[Records from a collection]
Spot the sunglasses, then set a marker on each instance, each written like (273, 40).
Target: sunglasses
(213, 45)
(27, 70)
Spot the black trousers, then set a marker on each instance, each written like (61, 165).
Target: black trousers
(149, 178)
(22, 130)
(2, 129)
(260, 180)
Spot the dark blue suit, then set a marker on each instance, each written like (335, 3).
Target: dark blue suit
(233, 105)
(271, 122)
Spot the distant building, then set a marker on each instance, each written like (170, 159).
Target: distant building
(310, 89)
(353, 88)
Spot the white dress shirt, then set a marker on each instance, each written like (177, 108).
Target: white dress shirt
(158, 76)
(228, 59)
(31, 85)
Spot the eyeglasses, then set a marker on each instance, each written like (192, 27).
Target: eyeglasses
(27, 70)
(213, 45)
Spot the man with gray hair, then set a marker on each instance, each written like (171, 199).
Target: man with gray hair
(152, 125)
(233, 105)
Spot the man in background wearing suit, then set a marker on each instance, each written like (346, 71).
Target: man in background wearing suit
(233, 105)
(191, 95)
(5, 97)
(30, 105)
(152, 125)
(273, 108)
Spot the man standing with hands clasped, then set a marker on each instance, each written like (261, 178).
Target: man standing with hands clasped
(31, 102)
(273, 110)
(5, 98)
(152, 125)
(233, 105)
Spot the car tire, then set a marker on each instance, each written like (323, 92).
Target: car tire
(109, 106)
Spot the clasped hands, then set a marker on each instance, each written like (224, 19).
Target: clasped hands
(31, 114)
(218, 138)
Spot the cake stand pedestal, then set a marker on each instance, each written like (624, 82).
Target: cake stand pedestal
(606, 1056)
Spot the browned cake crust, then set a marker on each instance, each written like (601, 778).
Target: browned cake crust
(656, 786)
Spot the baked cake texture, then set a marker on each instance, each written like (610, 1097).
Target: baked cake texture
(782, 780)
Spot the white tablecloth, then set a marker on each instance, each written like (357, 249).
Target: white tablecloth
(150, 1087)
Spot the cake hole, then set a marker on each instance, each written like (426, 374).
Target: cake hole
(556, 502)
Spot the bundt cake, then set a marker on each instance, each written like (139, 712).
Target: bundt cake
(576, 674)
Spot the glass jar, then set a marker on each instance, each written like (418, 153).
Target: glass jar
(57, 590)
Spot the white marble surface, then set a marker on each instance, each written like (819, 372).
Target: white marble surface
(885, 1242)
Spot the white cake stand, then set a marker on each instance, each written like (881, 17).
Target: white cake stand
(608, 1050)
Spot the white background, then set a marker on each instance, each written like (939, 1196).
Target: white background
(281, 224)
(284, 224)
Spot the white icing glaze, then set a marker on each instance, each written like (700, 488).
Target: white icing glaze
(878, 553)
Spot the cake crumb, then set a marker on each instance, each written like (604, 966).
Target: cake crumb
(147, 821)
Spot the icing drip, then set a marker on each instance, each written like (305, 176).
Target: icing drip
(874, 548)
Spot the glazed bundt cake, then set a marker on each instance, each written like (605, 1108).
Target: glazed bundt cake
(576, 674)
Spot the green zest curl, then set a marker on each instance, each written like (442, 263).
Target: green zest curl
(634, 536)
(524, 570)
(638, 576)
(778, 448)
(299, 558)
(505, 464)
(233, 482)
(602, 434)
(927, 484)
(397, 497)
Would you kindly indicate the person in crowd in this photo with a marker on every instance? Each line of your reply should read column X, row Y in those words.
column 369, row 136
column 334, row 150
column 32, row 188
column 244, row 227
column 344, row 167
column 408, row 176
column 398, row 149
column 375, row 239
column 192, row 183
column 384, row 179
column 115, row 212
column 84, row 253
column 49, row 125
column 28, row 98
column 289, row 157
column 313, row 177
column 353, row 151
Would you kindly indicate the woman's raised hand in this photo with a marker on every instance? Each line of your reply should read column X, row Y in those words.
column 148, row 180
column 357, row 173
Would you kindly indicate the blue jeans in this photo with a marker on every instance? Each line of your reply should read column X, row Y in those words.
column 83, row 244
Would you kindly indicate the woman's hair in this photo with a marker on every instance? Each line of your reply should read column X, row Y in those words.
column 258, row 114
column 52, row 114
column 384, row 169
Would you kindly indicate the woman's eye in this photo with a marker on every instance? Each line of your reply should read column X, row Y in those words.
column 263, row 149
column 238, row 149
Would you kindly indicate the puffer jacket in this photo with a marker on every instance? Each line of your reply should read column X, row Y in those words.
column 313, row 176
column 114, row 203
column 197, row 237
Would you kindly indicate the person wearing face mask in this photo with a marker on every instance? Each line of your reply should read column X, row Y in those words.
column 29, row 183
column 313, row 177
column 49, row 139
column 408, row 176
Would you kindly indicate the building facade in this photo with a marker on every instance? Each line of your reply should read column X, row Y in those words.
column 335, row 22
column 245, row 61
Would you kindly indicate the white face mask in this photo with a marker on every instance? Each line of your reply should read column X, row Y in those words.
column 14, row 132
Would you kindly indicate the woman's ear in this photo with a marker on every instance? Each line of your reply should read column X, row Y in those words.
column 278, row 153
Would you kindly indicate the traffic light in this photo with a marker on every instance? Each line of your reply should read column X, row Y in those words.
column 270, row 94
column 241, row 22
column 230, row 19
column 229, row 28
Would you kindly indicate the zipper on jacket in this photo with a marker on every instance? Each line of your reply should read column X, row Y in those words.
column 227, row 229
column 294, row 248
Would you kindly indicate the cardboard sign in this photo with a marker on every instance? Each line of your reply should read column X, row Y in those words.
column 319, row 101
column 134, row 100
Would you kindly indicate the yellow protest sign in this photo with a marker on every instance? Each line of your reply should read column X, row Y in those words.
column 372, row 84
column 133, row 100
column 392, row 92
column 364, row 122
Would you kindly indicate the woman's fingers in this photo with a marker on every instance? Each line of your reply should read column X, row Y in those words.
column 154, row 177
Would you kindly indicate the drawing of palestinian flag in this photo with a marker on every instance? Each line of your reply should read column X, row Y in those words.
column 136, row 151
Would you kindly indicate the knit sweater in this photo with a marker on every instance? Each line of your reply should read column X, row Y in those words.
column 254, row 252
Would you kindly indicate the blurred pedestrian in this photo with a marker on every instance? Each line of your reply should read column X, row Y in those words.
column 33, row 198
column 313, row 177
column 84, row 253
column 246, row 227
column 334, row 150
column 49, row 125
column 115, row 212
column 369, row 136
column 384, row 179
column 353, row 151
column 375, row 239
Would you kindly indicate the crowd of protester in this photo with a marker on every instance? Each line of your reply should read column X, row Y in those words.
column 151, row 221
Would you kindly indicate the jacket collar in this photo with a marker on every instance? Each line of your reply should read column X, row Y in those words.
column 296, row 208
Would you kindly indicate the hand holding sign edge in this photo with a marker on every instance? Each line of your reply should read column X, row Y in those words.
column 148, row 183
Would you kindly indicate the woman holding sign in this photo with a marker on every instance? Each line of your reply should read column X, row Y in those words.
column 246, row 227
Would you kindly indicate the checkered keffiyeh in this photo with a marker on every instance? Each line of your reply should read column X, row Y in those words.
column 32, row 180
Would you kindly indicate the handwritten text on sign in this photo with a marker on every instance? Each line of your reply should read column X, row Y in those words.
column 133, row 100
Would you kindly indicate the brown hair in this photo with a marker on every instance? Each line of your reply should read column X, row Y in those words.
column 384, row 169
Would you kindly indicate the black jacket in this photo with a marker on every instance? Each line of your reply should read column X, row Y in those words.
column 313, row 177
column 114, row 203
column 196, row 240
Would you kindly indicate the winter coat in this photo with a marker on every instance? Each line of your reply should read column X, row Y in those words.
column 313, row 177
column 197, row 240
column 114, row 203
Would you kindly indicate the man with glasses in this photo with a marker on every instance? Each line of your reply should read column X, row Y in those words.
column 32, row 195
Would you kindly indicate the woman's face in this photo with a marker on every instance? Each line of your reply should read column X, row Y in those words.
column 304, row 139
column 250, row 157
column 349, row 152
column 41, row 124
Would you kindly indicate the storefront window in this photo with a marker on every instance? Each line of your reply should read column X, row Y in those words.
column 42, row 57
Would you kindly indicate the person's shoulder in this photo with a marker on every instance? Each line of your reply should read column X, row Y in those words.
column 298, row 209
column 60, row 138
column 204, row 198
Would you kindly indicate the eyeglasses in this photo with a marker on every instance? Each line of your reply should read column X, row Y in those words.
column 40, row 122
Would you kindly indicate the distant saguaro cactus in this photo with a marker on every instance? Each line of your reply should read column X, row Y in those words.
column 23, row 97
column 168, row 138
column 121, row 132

[ACTION ITEM]
Only the span from the line with "Would you kindly indicate the distant" through the final line of the records goes in the output, each line unchanged.

[RESPONSE AREA]
Would you kindly indicate the distant saguaro cactus in this photo with a marker on every instance? Each line of your reply should read column X, row Y in those words.
column 23, row 97
column 168, row 138
column 121, row 132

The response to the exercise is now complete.